#### EXERCISE GOAL
Below is a block of entries; repeat all of it exactly but omit the pictures.

===

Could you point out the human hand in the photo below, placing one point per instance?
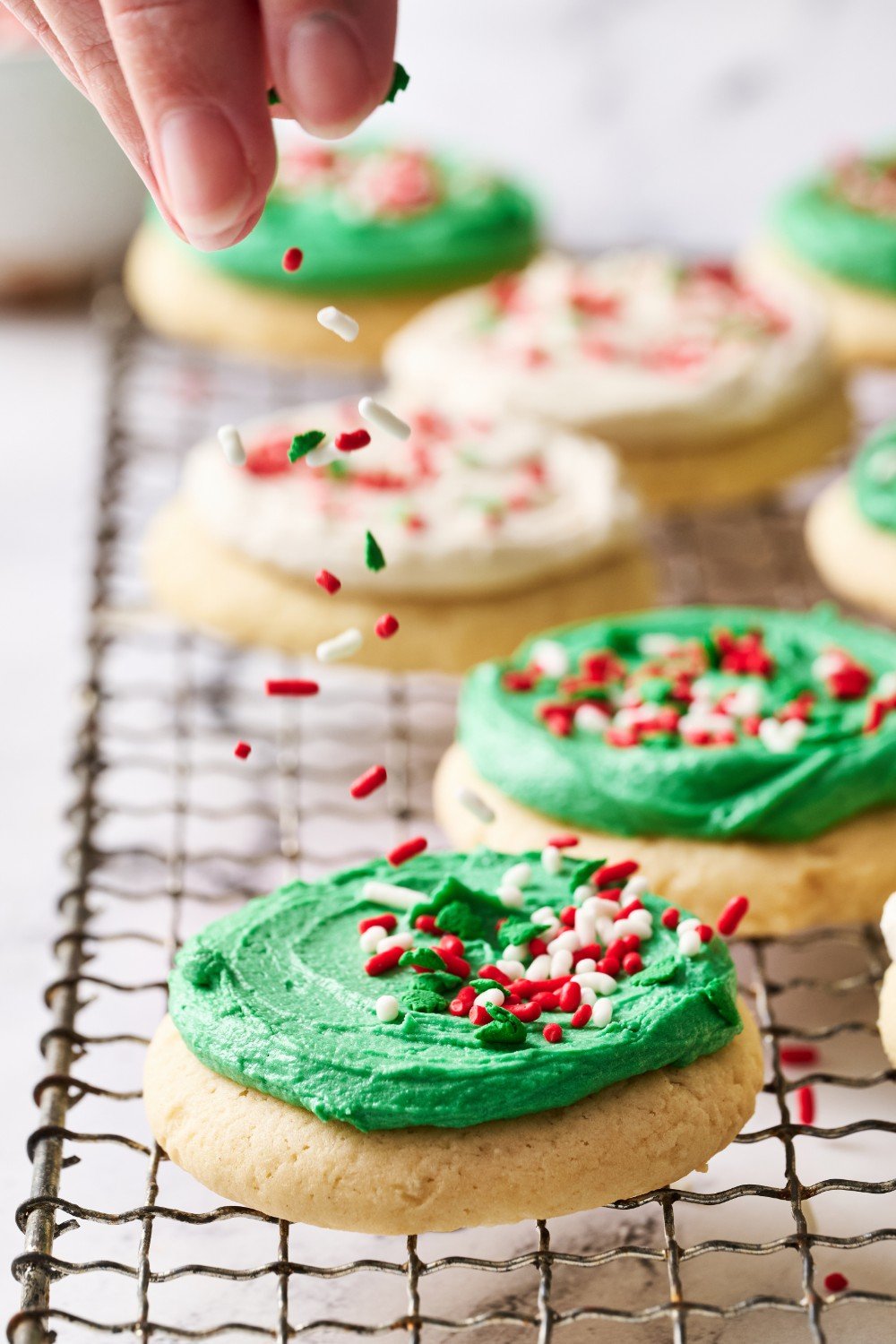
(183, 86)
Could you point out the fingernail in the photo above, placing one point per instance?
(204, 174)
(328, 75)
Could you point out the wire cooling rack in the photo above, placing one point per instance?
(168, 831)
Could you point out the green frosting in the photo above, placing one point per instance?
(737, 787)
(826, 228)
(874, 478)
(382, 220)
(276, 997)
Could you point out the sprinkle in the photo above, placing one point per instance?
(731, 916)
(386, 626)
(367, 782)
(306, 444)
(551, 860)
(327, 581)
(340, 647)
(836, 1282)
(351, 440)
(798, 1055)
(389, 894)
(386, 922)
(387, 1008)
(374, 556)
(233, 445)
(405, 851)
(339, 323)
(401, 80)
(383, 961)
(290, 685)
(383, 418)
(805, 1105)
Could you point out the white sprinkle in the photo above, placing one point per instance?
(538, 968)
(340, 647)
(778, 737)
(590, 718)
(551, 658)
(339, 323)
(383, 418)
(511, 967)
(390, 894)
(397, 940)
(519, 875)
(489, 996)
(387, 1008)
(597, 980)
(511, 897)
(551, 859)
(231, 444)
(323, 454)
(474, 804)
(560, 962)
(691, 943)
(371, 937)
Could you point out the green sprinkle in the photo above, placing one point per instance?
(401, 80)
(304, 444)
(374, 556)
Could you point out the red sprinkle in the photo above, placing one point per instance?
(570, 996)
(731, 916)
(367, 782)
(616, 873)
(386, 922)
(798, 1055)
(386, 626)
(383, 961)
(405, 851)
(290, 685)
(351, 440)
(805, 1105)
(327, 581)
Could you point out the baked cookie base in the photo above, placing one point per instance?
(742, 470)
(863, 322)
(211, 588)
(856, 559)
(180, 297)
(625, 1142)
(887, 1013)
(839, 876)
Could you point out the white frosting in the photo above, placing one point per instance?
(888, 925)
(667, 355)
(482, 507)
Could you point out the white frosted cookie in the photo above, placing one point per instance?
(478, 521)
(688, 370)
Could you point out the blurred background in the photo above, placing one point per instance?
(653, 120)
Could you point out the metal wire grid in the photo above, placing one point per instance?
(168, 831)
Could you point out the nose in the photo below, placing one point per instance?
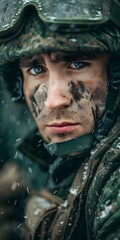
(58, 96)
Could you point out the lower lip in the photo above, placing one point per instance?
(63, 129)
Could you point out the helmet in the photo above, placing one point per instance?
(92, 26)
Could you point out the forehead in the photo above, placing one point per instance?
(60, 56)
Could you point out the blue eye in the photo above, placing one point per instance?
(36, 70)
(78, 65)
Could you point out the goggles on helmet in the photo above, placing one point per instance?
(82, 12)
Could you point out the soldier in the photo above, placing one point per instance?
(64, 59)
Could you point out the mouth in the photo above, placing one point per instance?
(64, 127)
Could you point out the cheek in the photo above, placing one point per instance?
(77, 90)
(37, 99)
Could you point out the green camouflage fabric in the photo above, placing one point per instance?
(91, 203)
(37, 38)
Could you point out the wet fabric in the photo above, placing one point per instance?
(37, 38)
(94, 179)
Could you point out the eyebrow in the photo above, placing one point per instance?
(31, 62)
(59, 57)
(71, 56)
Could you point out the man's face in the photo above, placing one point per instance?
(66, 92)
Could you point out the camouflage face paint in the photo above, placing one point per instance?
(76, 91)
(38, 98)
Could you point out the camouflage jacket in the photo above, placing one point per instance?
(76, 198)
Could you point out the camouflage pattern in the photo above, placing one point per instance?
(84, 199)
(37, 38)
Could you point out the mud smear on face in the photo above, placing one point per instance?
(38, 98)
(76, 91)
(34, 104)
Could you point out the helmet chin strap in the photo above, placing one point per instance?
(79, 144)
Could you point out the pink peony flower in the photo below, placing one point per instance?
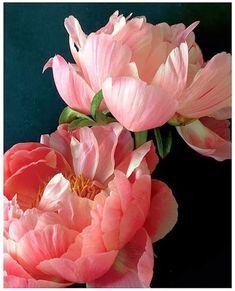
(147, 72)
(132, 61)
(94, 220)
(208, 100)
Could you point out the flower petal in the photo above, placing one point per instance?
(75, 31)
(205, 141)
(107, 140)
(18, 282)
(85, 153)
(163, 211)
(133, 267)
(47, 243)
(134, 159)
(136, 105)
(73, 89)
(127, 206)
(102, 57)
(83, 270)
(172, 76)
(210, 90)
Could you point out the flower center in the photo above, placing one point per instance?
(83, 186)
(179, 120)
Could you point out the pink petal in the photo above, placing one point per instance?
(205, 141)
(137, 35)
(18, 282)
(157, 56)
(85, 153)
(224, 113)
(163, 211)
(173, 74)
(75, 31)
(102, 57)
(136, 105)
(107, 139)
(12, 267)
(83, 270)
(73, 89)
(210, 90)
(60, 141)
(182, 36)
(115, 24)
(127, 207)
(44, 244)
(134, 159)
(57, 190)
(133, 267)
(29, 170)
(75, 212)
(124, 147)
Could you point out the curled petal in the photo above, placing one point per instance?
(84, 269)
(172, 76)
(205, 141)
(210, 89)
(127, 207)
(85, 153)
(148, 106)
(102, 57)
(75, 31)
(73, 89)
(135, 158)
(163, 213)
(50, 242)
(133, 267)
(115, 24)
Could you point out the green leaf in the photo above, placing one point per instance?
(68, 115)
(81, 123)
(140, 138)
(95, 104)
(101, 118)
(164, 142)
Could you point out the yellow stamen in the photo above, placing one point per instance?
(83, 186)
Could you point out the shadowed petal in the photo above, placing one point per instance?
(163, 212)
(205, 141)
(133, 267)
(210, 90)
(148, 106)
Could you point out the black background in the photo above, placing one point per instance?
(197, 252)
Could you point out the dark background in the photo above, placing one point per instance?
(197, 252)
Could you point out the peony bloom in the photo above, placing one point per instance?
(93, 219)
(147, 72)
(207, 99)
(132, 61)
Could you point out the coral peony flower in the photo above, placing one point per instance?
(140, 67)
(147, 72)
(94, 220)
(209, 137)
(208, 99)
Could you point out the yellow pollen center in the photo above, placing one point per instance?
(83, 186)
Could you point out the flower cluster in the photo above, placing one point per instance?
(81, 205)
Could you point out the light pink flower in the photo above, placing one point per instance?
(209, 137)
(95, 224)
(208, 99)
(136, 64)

===

#### RESPONSE FOR THIS EXERCISE
Could you point out the human hand in the photo below, placing one point per instance?
(183, 86)
Could you point out the fingernail in the photo above, placing one point per instance?
(204, 174)
(328, 75)
Could you point out the wire cooling rack in the photo above, placing one point per instance?
(168, 831)
Could you point out the green frosting in the photo above, placing one point per instance?
(737, 787)
(826, 228)
(874, 478)
(382, 220)
(276, 997)
Could you point out the sprinkle in the photo above, placing one point per instance?
(731, 916)
(386, 626)
(367, 782)
(306, 444)
(551, 860)
(327, 581)
(340, 647)
(836, 1282)
(351, 440)
(798, 1055)
(389, 894)
(386, 922)
(387, 1008)
(374, 556)
(233, 445)
(405, 851)
(339, 323)
(401, 80)
(383, 961)
(290, 685)
(383, 418)
(805, 1105)
Could you point out the white sprinkle in the photo above, placing one point per instance?
(538, 968)
(340, 647)
(778, 737)
(590, 718)
(551, 658)
(339, 323)
(383, 418)
(511, 967)
(390, 894)
(397, 940)
(519, 875)
(489, 996)
(387, 1008)
(597, 980)
(511, 897)
(551, 859)
(231, 444)
(323, 454)
(474, 804)
(560, 962)
(691, 943)
(371, 937)
Could you point out the green sprinkle in the photo above, placing one point per instance?
(401, 80)
(304, 444)
(374, 556)
Could you point out the red sprinkle in the photo above, placing one point per instance?
(570, 996)
(731, 916)
(367, 782)
(616, 873)
(386, 922)
(798, 1055)
(386, 626)
(383, 961)
(405, 851)
(290, 685)
(351, 440)
(805, 1105)
(327, 581)
Could you point out the baked cookie base in the photo above, placing one point per instance?
(742, 470)
(863, 322)
(211, 588)
(856, 559)
(180, 297)
(625, 1142)
(887, 1013)
(839, 876)
Could you point out the white frosting in the photo above, placing one point per instance?
(888, 925)
(667, 355)
(482, 507)
Could you point out the white frosted cookie in the photo above, placing one point per instance?
(478, 521)
(688, 370)
Could you point out the blurred background in the photo above, placing one point per instance?
(653, 120)
Could you point out the metal wire grid in the photo above, placing one point per instance?
(168, 831)
Could you point out the nose in the photo below, placing one point per instance?
(58, 96)
Could you point out the lower lip in the photo above, placing one point per instance?
(63, 129)
Could you point out the helmet in the photo above, placing one point per instance?
(92, 26)
Could you point out the forehead in the photo above, placing one point per instance?
(60, 56)
Could you point out the blue eye in the photo above, placing one point per instance?
(36, 70)
(78, 65)
Could you point out the goggles on helmet in the photo above, placing one point per instance?
(82, 12)
Could you point out the soldier in the photo above, placing one point per instance?
(64, 59)
Could you point out the mouth in the photo above, placing one point per instance?
(64, 127)
Could you point out the cheek in the photo above, placing one point per instance?
(77, 90)
(37, 99)
Could you point out the green camouflage fabric in the photo above, placing one point per instance?
(91, 203)
(37, 38)
Could you point out the wet fabric in the photo above, placing one point per instance?
(37, 38)
(94, 179)
Could you point out the eyebrow in the photo above, placing one point per instance?
(31, 62)
(59, 57)
(71, 56)
Could you point out the man's face in the photo above, placing one point per instance?
(66, 92)
Could you point out the camouflage face paint in the photo above, placing one point per instance?
(76, 91)
(38, 98)
Could you point out the camouflage jacket in the photo above, placing one point per instance?
(76, 198)
Could you point out the camouflage pattern in the photo above, placing one point per instance?
(84, 199)
(37, 38)
Could you point out the mud smear on face in the photo above, placing one point per instance?
(38, 98)
(76, 91)
(34, 104)
Could you point out the helmet chin strap in the photo above, placing one point per instance?
(79, 144)
Could you point out the pink peony flower in the photo below, placing one point per instance?
(147, 72)
(132, 61)
(94, 220)
(208, 100)
Could you point out the flower petal in the photo above, placing one point per instance?
(75, 31)
(205, 141)
(107, 140)
(18, 282)
(85, 153)
(163, 211)
(133, 267)
(47, 243)
(134, 159)
(136, 105)
(73, 89)
(127, 206)
(102, 57)
(83, 270)
(172, 76)
(210, 90)
Could you point out the flower center in the photo above, placing one point per instance?
(83, 186)
(179, 120)
Could you point out the pink petal in the photo above, placing one point per instance?
(205, 141)
(137, 35)
(18, 282)
(157, 56)
(85, 153)
(224, 113)
(163, 211)
(173, 74)
(75, 31)
(102, 57)
(136, 105)
(107, 139)
(12, 267)
(83, 270)
(73, 89)
(210, 90)
(60, 141)
(182, 36)
(115, 24)
(127, 207)
(44, 244)
(134, 159)
(57, 190)
(133, 267)
(29, 170)
(75, 212)
(124, 147)
Could you point out the curled petal in the photo above, placing one point per instance?
(84, 269)
(172, 76)
(205, 141)
(210, 89)
(127, 207)
(85, 153)
(148, 106)
(102, 57)
(75, 31)
(73, 89)
(135, 158)
(163, 213)
(50, 242)
(133, 267)
(115, 24)
Could you point out the green leaf in the photo above, placing one point per instance?
(68, 115)
(81, 123)
(140, 138)
(95, 104)
(101, 118)
(164, 142)
Could you point out the yellow stamen in the photo above, placing one point per instance?
(83, 186)
Could you point out the shadowed petal in the photo above, placing one point per instance?
(163, 212)
(205, 141)
(133, 267)
(210, 90)
(148, 106)
Could you point out the black background in the photo above, placing one point per instance?
(197, 252)
Could you point out the dark background in the photo above, placing one point per instance?
(197, 252)
Could you point out the peony bloom in the photo above, placing one point per instance?
(93, 219)
(147, 72)
(207, 99)
(132, 61)
Could you point out the coral peony flower in the photo above, placing one point per instance?
(140, 67)
(147, 72)
(94, 220)
(209, 137)
(208, 99)
Could you point out the yellow pollen center in the photo above, placing one point per instance?
(83, 186)
Could you point out the flower cluster in the photo above, placing one point per instance?
(81, 205)
Could you point out the light pink flower in the photo above, placing one point per instance?
(209, 137)
(95, 224)
(208, 99)
(136, 64)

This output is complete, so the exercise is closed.